§ **Input**:

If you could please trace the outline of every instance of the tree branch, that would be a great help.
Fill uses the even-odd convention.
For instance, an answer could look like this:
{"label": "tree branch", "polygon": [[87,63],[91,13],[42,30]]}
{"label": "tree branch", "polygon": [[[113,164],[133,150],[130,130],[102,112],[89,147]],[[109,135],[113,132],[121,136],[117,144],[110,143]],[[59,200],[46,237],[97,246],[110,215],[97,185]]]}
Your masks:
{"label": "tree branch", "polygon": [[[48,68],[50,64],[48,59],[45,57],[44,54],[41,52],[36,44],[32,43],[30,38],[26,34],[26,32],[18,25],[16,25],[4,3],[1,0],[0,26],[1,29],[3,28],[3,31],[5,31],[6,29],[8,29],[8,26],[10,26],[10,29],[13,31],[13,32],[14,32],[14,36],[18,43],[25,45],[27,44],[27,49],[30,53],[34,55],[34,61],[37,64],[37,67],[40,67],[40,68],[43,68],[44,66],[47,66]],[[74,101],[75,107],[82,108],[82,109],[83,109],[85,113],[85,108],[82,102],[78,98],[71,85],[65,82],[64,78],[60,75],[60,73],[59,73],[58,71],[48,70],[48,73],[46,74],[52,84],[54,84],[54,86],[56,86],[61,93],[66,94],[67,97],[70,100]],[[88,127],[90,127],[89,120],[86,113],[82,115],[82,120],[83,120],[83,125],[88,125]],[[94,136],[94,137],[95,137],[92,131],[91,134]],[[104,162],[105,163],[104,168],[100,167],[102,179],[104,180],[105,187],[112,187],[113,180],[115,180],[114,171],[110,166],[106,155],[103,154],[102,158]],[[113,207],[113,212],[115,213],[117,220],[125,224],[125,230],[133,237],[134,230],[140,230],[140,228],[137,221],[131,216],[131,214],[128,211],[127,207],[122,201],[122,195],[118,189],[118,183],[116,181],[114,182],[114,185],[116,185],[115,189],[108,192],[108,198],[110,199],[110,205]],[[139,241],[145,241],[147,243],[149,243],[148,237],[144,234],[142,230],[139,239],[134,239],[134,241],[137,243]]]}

§ **Task**: Rewrite each of the rows above as one line of a two-column CSV with the headers instruction and response. Put the row's text in instruction and its answer in response, with each value in double quotes and any line breaks replaced by spaces.

§ **Solution**:
instruction,response
"If you could please trace the outline of every instance of the tree branch, that would be a great help. Fill uses the even-odd convention. For instance, an answer could look like this: {""label"": ""tree branch"", ""polygon"": [[87,63],[91,13],[42,30]]} {""label"": ""tree branch"", ""polygon"": [[[113,164],[133,150],[130,130],[102,112],[89,147]],[[109,135],[113,132],[121,136],[117,144],[110,143]],[[59,200],[46,237],[97,246],[110,215],[97,185]]]} Your masks:","{""label"": ""tree branch"", ""polygon"": [[[48,68],[50,64],[48,59],[45,57],[44,54],[41,52],[36,44],[32,43],[30,38],[26,34],[26,32],[18,25],[16,25],[4,3],[1,0],[0,26],[1,29],[3,28],[3,31],[5,31],[6,29],[8,29],[8,26],[10,26],[10,29],[13,31],[13,32],[14,32],[14,36],[18,43],[25,45],[27,44],[27,49],[30,53],[34,55],[34,61],[37,64],[37,67],[40,67],[40,68],[43,68],[44,66],[47,66]],[[74,101],[75,107],[82,108],[82,109],[83,109],[85,113],[85,108],[82,102],[78,98],[71,85],[65,82],[64,78],[60,75],[60,73],[59,73],[58,71],[48,70],[48,73],[46,74],[52,84],[54,84],[54,86],[56,86],[61,93],[66,94],[67,97],[70,100]],[[88,127],[90,127],[89,120],[86,113],[82,115],[82,120],[83,120],[83,125],[88,125]],[[94,136],[94,137],[95,137],[92,131],[91,134]],[[104,162],[105,163],[104,168],[100,167],[102,179],[104,180],[105,187],[112,187],[113,180],[115,180],[114,171],[110,166],[106,155],[103,154],[102,158]],[[113,207],[113,212],[115,213],[117,220],[125,224],[125,230],[133,237],[134,230],[140,230],[140,228],[137,221],[131,216],[131,214],[128,211],[127,207],[122,201],[122,195],[118,189],[118,183],[116,181],[114,182],[114,185],[116,185],[115,189],[108,192],[108,198],[110,199],[110,205]],[[139,241],[145,241],[147,243],[149,243],[148,237],[144,234],[142,230],[139,239],[134,239],[134,241],[137,243]]]}"